▶ **YOUR INSTRUCTIONS**
Type every record exactly as it appears.

▶ **RECORDS SHOWN**
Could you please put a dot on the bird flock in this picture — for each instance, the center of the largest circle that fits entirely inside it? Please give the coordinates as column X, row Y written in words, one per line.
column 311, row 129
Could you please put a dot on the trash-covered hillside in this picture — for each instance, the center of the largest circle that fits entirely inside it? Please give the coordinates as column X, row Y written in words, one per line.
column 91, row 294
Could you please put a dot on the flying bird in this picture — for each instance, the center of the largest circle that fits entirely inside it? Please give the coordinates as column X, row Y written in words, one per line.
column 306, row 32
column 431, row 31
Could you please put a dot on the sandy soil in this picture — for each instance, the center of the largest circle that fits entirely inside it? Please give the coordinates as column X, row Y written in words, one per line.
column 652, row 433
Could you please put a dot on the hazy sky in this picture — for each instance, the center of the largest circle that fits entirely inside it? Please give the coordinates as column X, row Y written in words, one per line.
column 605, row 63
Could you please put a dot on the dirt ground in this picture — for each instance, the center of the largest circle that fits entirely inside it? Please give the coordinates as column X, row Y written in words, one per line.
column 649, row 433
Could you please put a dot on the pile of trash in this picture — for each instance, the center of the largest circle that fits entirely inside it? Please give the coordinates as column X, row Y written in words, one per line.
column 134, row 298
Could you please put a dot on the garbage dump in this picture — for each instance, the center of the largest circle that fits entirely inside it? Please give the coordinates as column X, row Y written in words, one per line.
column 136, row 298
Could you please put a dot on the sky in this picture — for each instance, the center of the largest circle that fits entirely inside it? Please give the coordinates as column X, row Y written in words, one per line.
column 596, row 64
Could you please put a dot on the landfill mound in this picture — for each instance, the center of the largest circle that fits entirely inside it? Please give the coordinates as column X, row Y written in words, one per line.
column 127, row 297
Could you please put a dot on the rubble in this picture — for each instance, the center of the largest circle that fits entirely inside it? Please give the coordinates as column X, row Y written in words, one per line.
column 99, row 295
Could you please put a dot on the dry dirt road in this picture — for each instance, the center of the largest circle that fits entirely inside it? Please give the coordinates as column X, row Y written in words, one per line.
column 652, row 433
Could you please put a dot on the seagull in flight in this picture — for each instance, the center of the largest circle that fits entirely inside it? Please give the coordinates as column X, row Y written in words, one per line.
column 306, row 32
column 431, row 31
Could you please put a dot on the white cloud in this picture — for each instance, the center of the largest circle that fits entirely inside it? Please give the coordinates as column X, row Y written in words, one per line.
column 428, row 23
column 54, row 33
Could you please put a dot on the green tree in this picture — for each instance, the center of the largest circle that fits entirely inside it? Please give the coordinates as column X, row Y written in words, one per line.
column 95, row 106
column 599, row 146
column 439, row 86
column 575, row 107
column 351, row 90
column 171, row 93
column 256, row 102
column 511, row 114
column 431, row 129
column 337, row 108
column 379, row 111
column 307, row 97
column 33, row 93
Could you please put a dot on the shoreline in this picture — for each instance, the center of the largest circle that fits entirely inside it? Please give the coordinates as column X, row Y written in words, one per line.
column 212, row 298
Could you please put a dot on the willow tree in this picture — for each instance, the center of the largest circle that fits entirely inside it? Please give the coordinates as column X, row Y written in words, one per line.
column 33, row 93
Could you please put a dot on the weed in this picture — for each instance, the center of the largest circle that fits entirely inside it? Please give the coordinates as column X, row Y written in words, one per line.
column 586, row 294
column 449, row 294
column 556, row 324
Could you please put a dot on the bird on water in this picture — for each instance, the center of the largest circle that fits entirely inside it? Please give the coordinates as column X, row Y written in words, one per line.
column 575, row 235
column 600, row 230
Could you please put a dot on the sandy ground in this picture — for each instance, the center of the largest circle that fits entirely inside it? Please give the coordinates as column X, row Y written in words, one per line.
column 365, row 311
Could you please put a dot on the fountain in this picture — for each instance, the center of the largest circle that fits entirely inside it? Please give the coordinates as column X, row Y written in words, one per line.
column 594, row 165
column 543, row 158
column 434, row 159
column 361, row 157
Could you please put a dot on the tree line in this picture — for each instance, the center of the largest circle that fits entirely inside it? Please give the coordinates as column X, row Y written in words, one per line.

▶ **WRITTEN SOLUTION**
Could you please put a dot on the bird flock in this picture — for each instance, the center of the largest circle that fits entirely inside it? Please give the coordinates as column X, row Y written in words, one per line.
column 311, row 129
Could you please put a dot on the trash-covered hillside in this picture — for each instance, the center of the largest circle that fits entirely inside it? Please give the coordinates as column X, row Y written in words, one per line.
column 91, row 294
Could you please put a dot on the flying bird in this picture — for each instance, the center of the largest circle that fits entirely inside it? Please give the coordinates as column X, row Y written in words, one per line.
column 306, row 32
column 431, row 31
Could you please put a dot on the sandy soil in this picture — for each instance, the center of the largest circle that fits entirely inside it? Please give the coordinates as column X, row Y written in words, one per line.
column 652, row 433
Could you please put a dot on the hazy sky in this picture — for each instance, the center of the largest circle that fits entirely inside it? Please give the coordinates as column X, row Y written in words, one per line.
column 605, row 63
Could you please put a dot on the dirt ground in this picture — for each instance, the center of the largest circle that fits entirely inside it? Please give the coordinates as column X, row Y written in words, one per line.
column 649, row 433
Could you please put a dot on the pile of trash in this picture — for each instance, the center of the largest circle that fits entirely inside it? Please give the coordinates as column X, row Y written in words, one per line.
column 134, row 298
Could you please put a dot on the garbage dump in this picture — for each instance, the center of the largest circle that fits entirely inside it? Please give the coordinates as column X, row Y written in words, one per line.
column 136, row 298
Could you please put a dot on the sky in this picture — for each instance, the center of the largest circle that fits entirely inside it? Please give the coordinates as column X, row Y written in words, one per line.
column 596, row 64
Could you please put a dot on the landfill mound in this picture — for each instance, the center of the largest circle that fits entirely inside it? Please give the coordinates as column X, row Y written in words, one per line.
column 127, row 297
Could you please put a dot on the rubble in this picture — for each instance, the center of the largest circle that fits entirely inside it? Please give the coordinates as column X, row Y written in words, one per line.
column 99, row 295
Could you please put a dot on the dry dirt road in this picture — for each instance, the center of the largest circle that fits entirely inside it? Please give the coordinates as column X, row Y written in words, one per line.
column 652, row 433
Could you please put a dot on the seagull in flight in this picture — for each instance, the center of the largest circle that fits entirely inside it? Please give the coordinates as column X, row Y written in words, one per line.
column 306, row 32
column 431, row 31
Could you please put a dot on the white cloud in this picture — for each instance, the center of the largest circle that fits entirely inside it? Please give the coordinates as column X, row Y written in words, one per line.
column 428, row 23
column 54, row 33
Could you please put a dot on the green tree in this picture — for each instance, the center of the largest circle that fits entirely inside it? Please give the coordinates as column X, row Y written in words, one per line.
column 95, row 106
column 599, row 146
column 439, row 86
column 575, row 107
column 351, row 90
column 171, row 93
column 256, row 102
column 511, row 114
column 431, row 129
column 337, row 108
column 379, row 111
column 307, row 97
column 33, row 93
Could you please put a dot on the shoreline in this picture — for each instance, the center of the largest circle that fits entirely inside it? Please give the coordinates as column X, row Y written in words, one per line.
column 212, row 298
Could you please put a dot on the willow tree in this picture — for each instance, the center of the largest circle that fits entirely inside it? Please give the coordinates as column X, row Y written in words, one per line.
column 33, row 93
Could you please put a dot on the weed in this picture — for each instance, the center of the largest circle that fits entirely inside it? Please give the coordinates as column X, row Y written in words, one per line.
column 586, row 294
column 449, row 294
column 556, row 324
Could you please put a dot on the bird on water in this picture — for each instance, the center of the largest circle that fits entirely inside it? Please give the coordinates as column X, row Y written in words, one per line.
column 575, row 235
column 600, row 230
Could you please put a dot on the sandy ground in this picture — for each instance, the center of the largest circle that fits entirely inside it? Please give the coordinates as column X, row Y written in words, one per line.
column 365, row 311
Could you please put a dot on the fountain in this picture — for each instance, the center of the largest circle that fits entirely inside it? Please give the coordinates as column X, row Y written in words, one per line.
column 594, row 165
column 543, row 158
column 434, row 159
column 361, row 157
Could you please put a dot on the tree line in this picture — for each instance, the center of the largest circle that fits entirely inside it? Please give the coordinates as column X, row Y written in words, one per line.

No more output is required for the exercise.